- Opening Delimiter -

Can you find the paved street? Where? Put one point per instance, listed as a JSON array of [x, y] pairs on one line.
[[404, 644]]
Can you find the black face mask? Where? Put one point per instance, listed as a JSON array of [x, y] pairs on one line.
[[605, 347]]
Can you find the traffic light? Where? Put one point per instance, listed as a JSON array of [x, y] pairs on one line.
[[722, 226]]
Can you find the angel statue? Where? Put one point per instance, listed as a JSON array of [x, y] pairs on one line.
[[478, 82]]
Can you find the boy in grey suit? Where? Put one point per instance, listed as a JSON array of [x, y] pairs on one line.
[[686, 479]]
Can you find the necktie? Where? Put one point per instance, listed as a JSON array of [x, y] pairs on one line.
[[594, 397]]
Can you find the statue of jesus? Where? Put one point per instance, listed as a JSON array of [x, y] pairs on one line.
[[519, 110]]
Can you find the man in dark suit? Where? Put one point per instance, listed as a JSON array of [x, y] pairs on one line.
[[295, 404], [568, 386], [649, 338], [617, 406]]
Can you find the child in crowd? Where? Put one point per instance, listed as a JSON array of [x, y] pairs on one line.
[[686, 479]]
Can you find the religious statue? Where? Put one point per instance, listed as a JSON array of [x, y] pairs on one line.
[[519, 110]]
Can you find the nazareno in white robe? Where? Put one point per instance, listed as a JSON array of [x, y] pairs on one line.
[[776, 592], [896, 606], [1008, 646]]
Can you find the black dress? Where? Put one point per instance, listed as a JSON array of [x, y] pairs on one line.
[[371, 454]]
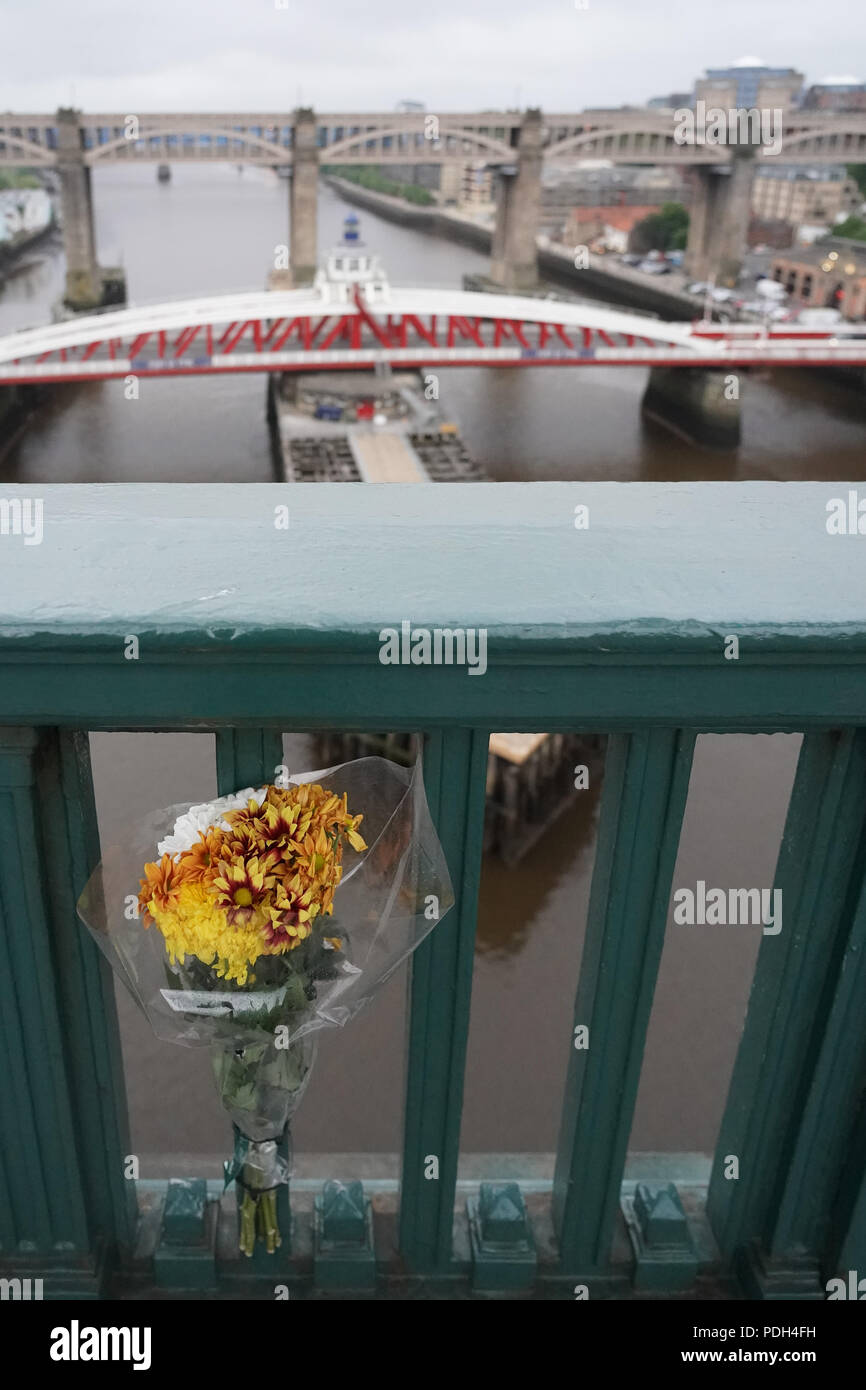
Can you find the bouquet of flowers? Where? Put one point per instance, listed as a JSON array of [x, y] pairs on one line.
[[262, 918]]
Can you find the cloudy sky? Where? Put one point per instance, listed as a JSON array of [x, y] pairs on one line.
[[367, 54]]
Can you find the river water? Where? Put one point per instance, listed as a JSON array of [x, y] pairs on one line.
[[216, 228]]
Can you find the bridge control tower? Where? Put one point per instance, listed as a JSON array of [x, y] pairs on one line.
[[349, 266]]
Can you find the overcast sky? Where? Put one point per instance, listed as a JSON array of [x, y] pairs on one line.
[[367, 54]]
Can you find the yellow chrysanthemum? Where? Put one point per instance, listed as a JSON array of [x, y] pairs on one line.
[[257, 888]]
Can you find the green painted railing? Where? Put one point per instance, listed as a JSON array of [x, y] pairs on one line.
[[248, 627]]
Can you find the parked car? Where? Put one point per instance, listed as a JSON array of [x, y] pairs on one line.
[[819, 317]]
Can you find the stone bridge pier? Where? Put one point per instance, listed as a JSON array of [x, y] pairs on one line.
[[82, 288], [303, 252], [513, 255], [719, 218], [86, 285]]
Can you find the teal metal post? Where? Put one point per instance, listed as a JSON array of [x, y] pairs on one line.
[[246, 758], [455, 767], [794, 1025], [642, 802], [63, 1129]]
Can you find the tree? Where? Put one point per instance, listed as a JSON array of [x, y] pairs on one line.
[[662, 231], [858, 174]]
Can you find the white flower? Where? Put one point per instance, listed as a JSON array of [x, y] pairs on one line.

- Closing Delimiter -

Print from the line containing "Can you find the parked" to the last line above, exactly as written.

**Result of this exercise**
Can you find the parked car? Where? Put one point per instance, listed as a JSON array of [x, y] pairs on one line.
[[819, 317]]
Can you find the stone bridge pier? Where? Put one point per instance, listed as a JSON array of [x, y] pairs on one line.
[[82, 288], [303, 252], [513, 255], [719, 218], [86, 285]]
Can you find the teal metal post? Where? Put one point per instance, listed as a JSON array of [x, y] pairs on one line.
[[246, 758], [455, 767], [794, 1025], [642, 802], [63, 1129]]
Can you find the tree? Where? Put one point per instance, listed as a JSON array of [x, y] pairs on one line.
[[662, 231], [858, 174]]
Can you find the white flower? Where? Put one point per instance, listed as a JSON array of [x, y] pairs on one line.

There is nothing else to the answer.